Set problem
Write each line out exactly, leaving none out.

Entries shown
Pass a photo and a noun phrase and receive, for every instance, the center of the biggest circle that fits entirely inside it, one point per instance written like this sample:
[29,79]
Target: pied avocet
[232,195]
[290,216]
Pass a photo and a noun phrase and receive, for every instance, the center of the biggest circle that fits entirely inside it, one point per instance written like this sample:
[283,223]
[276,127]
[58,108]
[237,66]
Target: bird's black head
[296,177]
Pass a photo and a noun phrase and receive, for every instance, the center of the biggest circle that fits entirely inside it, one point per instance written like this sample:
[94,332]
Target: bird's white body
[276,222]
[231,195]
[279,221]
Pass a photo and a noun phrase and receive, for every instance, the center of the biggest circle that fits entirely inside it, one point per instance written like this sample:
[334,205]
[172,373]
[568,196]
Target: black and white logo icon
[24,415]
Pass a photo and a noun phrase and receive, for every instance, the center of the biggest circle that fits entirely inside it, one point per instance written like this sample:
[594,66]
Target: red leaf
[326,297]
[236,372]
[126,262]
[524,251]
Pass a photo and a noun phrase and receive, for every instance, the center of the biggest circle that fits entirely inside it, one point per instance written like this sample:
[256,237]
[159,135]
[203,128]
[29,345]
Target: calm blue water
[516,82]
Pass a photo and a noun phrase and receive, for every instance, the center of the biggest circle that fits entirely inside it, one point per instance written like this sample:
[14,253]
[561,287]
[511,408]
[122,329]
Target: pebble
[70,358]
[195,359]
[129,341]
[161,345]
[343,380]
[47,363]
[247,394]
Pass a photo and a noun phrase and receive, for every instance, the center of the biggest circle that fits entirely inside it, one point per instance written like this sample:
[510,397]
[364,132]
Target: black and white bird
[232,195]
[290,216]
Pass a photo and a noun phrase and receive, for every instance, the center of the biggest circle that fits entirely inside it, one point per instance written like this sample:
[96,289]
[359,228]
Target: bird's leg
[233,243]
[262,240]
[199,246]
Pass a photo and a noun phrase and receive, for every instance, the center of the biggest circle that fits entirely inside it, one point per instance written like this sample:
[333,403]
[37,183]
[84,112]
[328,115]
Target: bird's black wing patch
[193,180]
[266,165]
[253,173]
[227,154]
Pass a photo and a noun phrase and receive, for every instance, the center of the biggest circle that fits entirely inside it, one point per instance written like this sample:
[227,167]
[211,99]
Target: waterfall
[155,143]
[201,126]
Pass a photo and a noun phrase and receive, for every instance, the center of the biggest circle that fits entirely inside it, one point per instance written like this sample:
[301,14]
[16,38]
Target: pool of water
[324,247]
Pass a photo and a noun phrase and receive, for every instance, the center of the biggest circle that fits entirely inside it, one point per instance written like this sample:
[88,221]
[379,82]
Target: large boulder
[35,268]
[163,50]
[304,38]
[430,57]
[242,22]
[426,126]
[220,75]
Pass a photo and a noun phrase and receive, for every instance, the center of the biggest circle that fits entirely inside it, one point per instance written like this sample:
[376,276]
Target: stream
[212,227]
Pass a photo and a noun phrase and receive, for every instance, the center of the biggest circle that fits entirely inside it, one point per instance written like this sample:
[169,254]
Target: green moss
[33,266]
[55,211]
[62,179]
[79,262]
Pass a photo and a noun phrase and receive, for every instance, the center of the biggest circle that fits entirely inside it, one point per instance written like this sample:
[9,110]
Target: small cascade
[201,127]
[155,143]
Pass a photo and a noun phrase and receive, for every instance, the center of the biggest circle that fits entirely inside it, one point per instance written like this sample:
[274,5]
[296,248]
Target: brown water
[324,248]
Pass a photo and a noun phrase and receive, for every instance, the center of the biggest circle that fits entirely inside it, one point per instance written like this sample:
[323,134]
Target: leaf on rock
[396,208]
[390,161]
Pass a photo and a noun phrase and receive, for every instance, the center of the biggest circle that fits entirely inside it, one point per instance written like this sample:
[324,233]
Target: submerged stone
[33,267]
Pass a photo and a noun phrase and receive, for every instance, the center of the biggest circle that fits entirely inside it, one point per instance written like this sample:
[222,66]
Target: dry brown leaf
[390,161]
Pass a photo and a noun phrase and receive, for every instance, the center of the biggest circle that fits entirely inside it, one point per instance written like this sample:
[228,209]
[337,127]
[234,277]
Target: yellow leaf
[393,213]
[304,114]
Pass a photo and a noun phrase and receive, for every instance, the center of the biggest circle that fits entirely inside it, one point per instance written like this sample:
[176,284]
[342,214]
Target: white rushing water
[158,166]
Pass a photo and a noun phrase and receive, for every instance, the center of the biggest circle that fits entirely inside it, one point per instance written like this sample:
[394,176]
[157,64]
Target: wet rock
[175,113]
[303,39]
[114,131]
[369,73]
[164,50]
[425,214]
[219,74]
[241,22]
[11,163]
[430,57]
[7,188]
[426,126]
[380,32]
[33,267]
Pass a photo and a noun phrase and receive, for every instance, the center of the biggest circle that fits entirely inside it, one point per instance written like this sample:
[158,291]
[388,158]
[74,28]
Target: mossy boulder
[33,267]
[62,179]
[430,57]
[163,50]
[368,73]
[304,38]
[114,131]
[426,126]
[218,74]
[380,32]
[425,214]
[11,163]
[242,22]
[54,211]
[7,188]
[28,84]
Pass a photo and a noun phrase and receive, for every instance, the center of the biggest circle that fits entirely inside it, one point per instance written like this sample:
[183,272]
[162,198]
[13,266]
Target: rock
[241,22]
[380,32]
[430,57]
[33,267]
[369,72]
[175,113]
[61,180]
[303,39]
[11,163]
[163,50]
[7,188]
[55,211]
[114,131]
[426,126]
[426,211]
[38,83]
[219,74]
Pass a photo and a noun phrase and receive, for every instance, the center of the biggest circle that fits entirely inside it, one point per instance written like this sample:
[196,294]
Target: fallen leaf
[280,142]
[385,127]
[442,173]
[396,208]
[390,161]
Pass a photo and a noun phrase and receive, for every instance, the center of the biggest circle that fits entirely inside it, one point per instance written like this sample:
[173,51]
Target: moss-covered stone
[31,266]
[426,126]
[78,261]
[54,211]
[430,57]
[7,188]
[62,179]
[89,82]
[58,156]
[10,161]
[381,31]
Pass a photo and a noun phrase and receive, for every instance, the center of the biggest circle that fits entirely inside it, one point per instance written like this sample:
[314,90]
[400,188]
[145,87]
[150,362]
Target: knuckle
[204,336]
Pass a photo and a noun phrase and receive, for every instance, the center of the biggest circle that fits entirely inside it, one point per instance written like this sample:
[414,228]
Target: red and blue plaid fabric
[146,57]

Answer to the task
Pass a photo and a noun phrase and receive, for every instance, the center of the biggest circle that fits entirely inside it, one point per instance written like this sample:
[29,79]
Target: pied avocet
[232,195]
[290,216]
Pass a photo and a noun phrase and receive, for every instance, the center of the biggest circle that fits entirely inside it, one point per instance written like this sample:
[283,223]
[276,127]
[58,108]
[237,66]
Target: bird's black head
[296,177]
Pass a photo and a noun phrase and receive, for every instance, the center of the biggest circle that fits entirely inside it, one point per instance written like this sample:
[94,332]
Target: bird's white body
[276,222]
[231,195]
[279,221]
Pass a photo and a noun phrase and receive, for every instance, the center of the biggest circle that fits entirely inside it, one point per instance written like this sample:
[334,205]
[172,373]
[568,196]
Target: black and white logo icon
[24,415]
Pass a photo and a noun phrase and receive, for every instance, the center of the biggest circle that fits entirely inside it, one point per instance written like this sample:
[594,66]
Target: red leaf
[326,297]
[236,372]
[126,262]
[524,251]
Pass a photo and a noun phrase and receive, for every instance, the center of the biggest circle that fits entirely inside it, one point per instance written like this sample:
[256,237]
[159,135]
[203,128]
[29,345]
Target: calm blue water
[516,82]
Pass a photo and a noun phrase and receive, for every instance, the center of the biggest circle that fits entirely inside it, one point per instance written like this sample:
[14,253]
[561,287]
[511,408]
[122,329]
Target: pebble
[70,358]
[195,359]
[129,341]
[161,345]
[343,380]
[47,363]
[247,394]
Pass a photo and a noun phrase and receive, for every instance, the center of the biggest circle that fits entirely inside it, one point per instance written like this sample:
[510,397]
[364,132]
Target: black and white bird
[232,195]
[290,216]
Pass a photo and a noun phrase and receive, for every instance, the center of the biggest circle that fits entirely inside it, one point per instance written like this sample:
[96,289]
[359,228]
Target: bird's leg
[233,243]
[262,240]
[199,246]
Pass a photo and a noun phrase and receive, for every instance, the center of the biggest circle that fits entirely inside it, one point per instance written like this sample:
[333,403]
[37,183]
[84,112]
[328,115]
Target: bird's black wing patch
[193,180]
[266,165]
[253,173]
[227,154]
Pass a photo and a noun phrase and receive, for every instance, the center of the biggest circle that fits entirely inside it, one point per instance written like this sample:
[227,167]
[211,99]
Target: waterfall
[155,143]
[201,126]
Pass a photo and a noun phrase and receive, for every instance, the center of the biggest circle that fits entirely inside it, one point per instance written like this sample:
[301,14]
[16,38]
Target: pool of water
[324,247]
Pass a photo and a noun phrase and receive, for every instance, the center of the biggest circle that fits entirely inside it, one point per instance written like this sample:
[88,221]
[379,82]
Target: large boulder
[35,268]
[163,50]
[304,38]
[430,57]
[242,22]
[426,126]
[220,75]
Pass a photo and a noun phrase and receive, for every instance, the center of the biggest circle that fits entirely inside it, one point per instance written like this sample:
[376,276]
Target: stream
[212,227]
Pass a photo and a noun phrase and receive, for every instance, the center of the biggest circle that fits entirely inside it, one point per instance written like this sample:
[169,254]
Target: green moss
[33,266]
[55,211]
[62,179]
[79,262]
Pass a photo and a noun phrase and receive, for every instance, the center of the biggest circle that fits entirely inside it, one point per instance written like this sample:
[9,110]
Target: small cascade
[201,127]
[155,143]
Pass a photo and a noun phrase and receive, for every instance, the center of the biggest circle that fits entirely inside it, one point per instance written like this sample:
[274,5]
[296,248]
Target: brown water
[324,248]
Pass a photo and a noun phrase and receive, for every instance, the center of the biggest circle that fits entirely inside it, one point per instance written like this sample:
[323,134]
Target: leaf on rock
[396,208]
[390,161]
Pass a photo and a noun phrase and receive, for every instance, the center of the biggest circle that fits entirely inside it, one point per instance written like this sample:
[324,233]
Target: submerged stone
[33,267]
Pass a photo and a noun phrase and receive, for every instance, the center of the biggest circle that fits entirely inside it, one point per instance written like this sample:
[222,66]
Target: dry brown leaf
[390,161]
Pass a photo and a noun phrase and receive, for every instance, the center of the biggest circle that fits entirely inside it, one point per instance written like this sample:
[228,209]
[337,127]
[234,277]
Target: yellow leaf
[393,213]
[304,114]
Pass a photo and a noun phrase and receive, for every instance, the center of the biggest circle that fits entirely inside it, one point per instance written like this sample:
[176,284]
[342,214]
Target: white rushing water
[158,166]
Pass a photo and a noun phrase and receive, for every instance, the center of the biggest circle that fits entirely inside it, one point per instance written like this sample:
[394,176]
[157,64]
Target: wet rock
[175,113]
[303,39]
[114,131]
[369,73]
[164,50]
[425,214]
[219,74]
[241,22]
[11,163]
[430,57]
[7,188]
[426,126]
[380,32]
[33,267]
Pass a photo and a noun phrase and receive, for every instance, the center of the biggest circle that fits entirely inside it, one point per instance written like this sample:
[158,291]
[388,158]
[74,28]
Target: mossy boulder
[33,267]
[62,179]
[430,57]
[163,50]
[368,73]
[304,38]
[114,131]
[426,126]
[218,74]
[380,32]
[425,214]
[11,163]
[242,22]
[54,211]
[7,188]
[28,84]
Pass a photo and a noun phrase and receive, for every instance, the center of the biggest circle that fits entirely inside it, one point per instance written like this sample:
[183,272]
[162,198]
[13,266]
Target: rock
[241,22]
[380,32]
[430,57]
[33,267]
[369,72]
[175,113]
[61,180]
[303,39]
[11,163]
[163,50]
[7,188]
[55,211]
[114,131]
[426,126]
[426,211]
[38,83]
[219,74]
Pass a photo and a noun phrase and receive, for every instance, the center of the biggest circle that fits entirely inside it, one point per instance written like this sample:
[196,294]
Target: fallen leaf
[280,142]
[385,127]
[442,173]
[396,208]
[390,161]
Pass a photo and a noun phrase and receive, for every instance, the center of the biggest circle that fits entirely inside it, one point per instance written like this sample:
[173,51]
Target: moss-covered stone
[31,266]
[426,126]
[78,261]
[54,211]
[430,57]
[7,188]
[62,179]
[89,82]
[58,156]
[10,161]
[381,31]
Pass a photo and a noun phrase and receive, for every instance, the center of the biggest circle that fits entirely inside it, one point per instance written like this sample:
[314,90]
[400,188]
[145,87]
[150,362]
Target: knuckle
[204,336]
Pass a photo and a noun phrase and receive, for every instance, the center of the biggest circle that fits entirely inside it, one point per instance written like this sample:
[414,228]
Target: red and blue plaid fabric
[146,57]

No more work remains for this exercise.